## begin Supplied information

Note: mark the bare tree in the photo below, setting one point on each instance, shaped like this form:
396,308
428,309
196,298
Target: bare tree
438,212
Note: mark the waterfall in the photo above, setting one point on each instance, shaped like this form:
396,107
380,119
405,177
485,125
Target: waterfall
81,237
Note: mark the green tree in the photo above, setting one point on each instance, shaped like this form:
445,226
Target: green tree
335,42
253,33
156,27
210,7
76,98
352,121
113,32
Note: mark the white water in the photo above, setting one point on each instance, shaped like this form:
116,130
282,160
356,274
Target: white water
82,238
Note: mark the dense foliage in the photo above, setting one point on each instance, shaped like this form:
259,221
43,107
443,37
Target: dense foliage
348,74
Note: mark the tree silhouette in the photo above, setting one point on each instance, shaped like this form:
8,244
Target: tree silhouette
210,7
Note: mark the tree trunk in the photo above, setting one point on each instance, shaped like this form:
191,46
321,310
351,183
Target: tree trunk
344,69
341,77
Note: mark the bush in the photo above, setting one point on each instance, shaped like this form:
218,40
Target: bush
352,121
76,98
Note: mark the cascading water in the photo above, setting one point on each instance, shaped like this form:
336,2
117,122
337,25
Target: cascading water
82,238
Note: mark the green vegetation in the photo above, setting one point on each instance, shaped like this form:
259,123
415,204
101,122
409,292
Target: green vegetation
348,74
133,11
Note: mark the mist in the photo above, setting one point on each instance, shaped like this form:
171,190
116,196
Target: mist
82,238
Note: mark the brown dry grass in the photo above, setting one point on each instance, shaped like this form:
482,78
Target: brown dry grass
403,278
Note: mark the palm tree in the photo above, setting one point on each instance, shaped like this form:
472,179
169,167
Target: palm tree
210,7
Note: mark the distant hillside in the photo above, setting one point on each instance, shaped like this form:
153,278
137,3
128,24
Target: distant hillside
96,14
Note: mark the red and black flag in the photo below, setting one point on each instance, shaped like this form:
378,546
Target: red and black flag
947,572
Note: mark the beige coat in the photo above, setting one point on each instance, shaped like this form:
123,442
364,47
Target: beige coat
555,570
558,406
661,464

## end Supplied information

What the task requires:
Give an exact repetition of all the material.

Task solution:
Note: mark the bare tree in the photo below, setting one point on each instance, shaped like this form:
396,308
428,309
196,298
Target: bare tree
438,212
Note: mark the waterfall in the photo above, setting one point on each instance, shaped like this form:
396,107
380,119
405,177
485,125
Target: waterfall
81,237
Note: mark the green tree in the photo above, setting one point on each instance, shaped like this form:
445,226
Target: green tree
335,42
253,33
156,27
210,7
76,98
352,121
113,32
Note: mark the white water in the photo above, setting one point on each instance, shaped like this form:
116,130
282,160
356,274
Target: white water
82,238
Note: mark the dense foliage in the photo above, setting one point on each instance, shaped like this form:
259,221
43,107
443,37
Target: dense foliage
348,74
Note: mark the tree silhouette in the photo above, setting one point on each instance, shaped like this form:
8,244
Target: tree silhouette
210,7
Note: mark the tree trunk in the photo above, setting one point on each instance, shaped like this form:
191,46
321,310
351,183
Target: tree trunk
344,69
341,77
Note: mark the bush in the photo above, setting one point on each instance, shaped like this form:
218,40
Target: bush
352,121
76,98
Note: mark the cascading water in the photo above, setting one point on each instance, shaped like this form:
336,2
117,122
337,25
Target: cascading water
82,238
Note: mark the green vegetation in the photo above, setting one point on each instance, shaped like this form:
259,123
415,204
101,122
409,292
Target: green vegetation
348,74
133,11
Note: mark the mist in the photo above, setting one point on each instance, shaped like this form:
171,190
116,196
Target: mist
82,238
Note: mark the brown dry grass in the photo above, setting one point on each instance, shaped like this form:
482,78
Target: brown dry grass
403,278
Note: mark the palm tree in the photo above, setting one point on each instance, shaped like this form:
472,179
169,167
Target: palm tree
210,7
Note: mark the distant hillside in the photo above, setting one point on each instance, shaped like this form:
153,278
137,3
128,24
Target: distant hillside
96,14
Note: mark the red and black flag in the photo below, setting one point on each instance, shaped like this form:
378,546
Target: red and black flag
947,572
Note: mark the beige coat in the photo above, setting one point on each instance, shaped like this form:
123,442
364,47
Target: beige coat
555,570
558,406
661,464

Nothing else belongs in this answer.